=== Input ===

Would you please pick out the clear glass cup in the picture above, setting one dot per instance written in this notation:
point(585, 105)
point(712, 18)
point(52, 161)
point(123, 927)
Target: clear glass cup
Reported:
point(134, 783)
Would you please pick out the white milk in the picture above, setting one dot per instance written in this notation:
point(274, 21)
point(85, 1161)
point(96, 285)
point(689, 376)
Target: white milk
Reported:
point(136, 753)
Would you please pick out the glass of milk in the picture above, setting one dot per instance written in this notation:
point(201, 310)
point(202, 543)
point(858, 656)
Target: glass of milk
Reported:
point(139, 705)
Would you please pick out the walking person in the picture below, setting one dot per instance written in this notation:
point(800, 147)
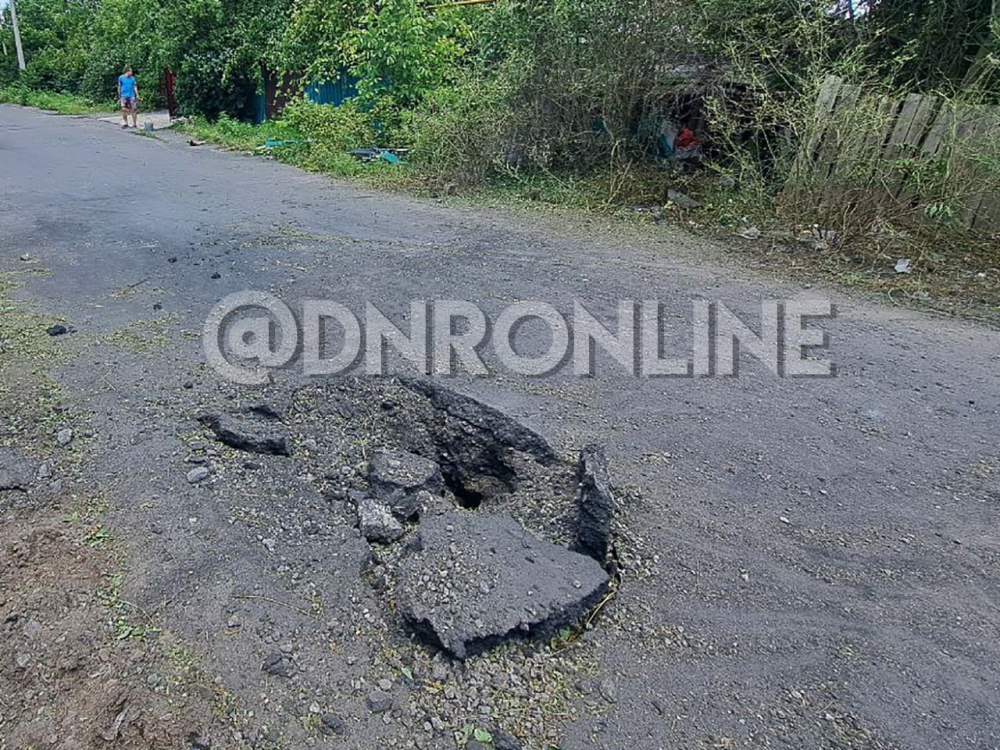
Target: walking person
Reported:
point(128, 96)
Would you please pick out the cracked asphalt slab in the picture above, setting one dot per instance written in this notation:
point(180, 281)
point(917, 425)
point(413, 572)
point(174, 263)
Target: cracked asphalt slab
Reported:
point(806, 563)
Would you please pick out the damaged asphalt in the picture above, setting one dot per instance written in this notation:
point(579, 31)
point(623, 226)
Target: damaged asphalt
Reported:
point(802, 563)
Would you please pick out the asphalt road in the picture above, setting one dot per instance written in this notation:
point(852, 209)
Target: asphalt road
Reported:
point(821, 555)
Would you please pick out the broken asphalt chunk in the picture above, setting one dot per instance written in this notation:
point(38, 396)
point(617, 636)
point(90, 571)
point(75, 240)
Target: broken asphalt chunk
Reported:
point(596, 505)
point(249, 435)
point(501, 583)
point(398, 477)
point(16, 472)
point(376, 522)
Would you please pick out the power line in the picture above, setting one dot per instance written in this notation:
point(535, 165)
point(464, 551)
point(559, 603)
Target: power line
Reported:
point(17, 35)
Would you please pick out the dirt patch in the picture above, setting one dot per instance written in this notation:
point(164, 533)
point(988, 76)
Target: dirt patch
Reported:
point(72, 676)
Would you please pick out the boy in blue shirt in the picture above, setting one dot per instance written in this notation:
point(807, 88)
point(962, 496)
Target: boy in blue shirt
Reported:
point(128, 96)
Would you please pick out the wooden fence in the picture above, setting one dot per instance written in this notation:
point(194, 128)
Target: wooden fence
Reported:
point(914, 151)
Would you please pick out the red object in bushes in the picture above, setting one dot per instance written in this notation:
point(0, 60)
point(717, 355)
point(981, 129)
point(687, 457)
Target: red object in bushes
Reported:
point(687, 139)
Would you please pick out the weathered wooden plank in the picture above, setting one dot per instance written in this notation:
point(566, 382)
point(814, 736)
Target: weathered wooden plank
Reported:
point(940, 131)
point(805, 160)
point(909, 132)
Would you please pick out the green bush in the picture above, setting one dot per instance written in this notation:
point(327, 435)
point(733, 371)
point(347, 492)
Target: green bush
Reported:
point(467, 131)
point(336, 128)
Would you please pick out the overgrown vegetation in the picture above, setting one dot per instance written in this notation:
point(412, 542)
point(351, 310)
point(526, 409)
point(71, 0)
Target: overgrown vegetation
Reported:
point(576, 100)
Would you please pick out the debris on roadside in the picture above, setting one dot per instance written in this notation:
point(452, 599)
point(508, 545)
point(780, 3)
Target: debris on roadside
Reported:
point(373, 153)
point(59, 330)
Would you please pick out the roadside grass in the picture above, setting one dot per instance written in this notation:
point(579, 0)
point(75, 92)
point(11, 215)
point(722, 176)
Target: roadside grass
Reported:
point(64, 104)
point(284, 143)
point(952, 272)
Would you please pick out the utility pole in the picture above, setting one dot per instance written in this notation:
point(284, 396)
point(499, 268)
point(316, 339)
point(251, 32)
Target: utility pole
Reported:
point(17, 35)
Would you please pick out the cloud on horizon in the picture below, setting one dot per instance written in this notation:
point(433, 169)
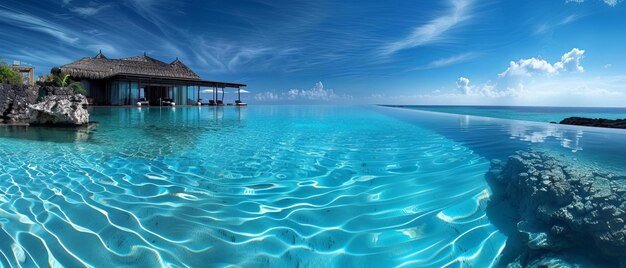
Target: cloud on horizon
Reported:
point(316, 94)
point(608, 2)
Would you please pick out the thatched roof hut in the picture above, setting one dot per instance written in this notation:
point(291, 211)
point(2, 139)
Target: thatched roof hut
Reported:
point(101, 67)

===

* [What the task asks]: Rewrite the lines between the one holding "Would you please pick out the overgrown" and the one holding "point(608, 2)", inclusive, replacing "Reported" with "Marked" and leaving everything else unchanged. Omit the pictures from what you return.

* [Reply]:
Would you please pick out the overgrown vegetation in the picture above, setting one dot per instance written in this notation:
point(412, 542)
point(351, 310)
point(526, 409)
point(71, 0)
Target: overgrown vegetation
Marked:
point(576, 100)
Would you please pick out the debris on roadside in the picture above, setting one dot per instance written in this notation:
point(452, 599)
point(508, 545)
point(780, 3)
Target: debris on roadside
Marked:
point(373, 153)
point(59, 330)
Would you please pick out the roadside grass in the picture above, setting one dot per instance written in this notation:
point(579, 0)
point(75, 92)
point(11, 215)
point(722, 176)
Target: roadside grass
Marked:
point(64, 104)
point(284, 143)
point(952, 272)
Would you please pick out the utility pole in the picture above, setting one dot per instance written in this notation:
point(284, 396)
point(499, 268)
point(316, 339)
point(251, 32)
Target: utility pole
Marked:
point(17, 35)
Would you please pick out the cloud on horizon in the picture below, setting one dot per instance written in this notation:
point(433, 169)
Target: cloud on horizon
Marked:
point(316, 94)
point(608, 2)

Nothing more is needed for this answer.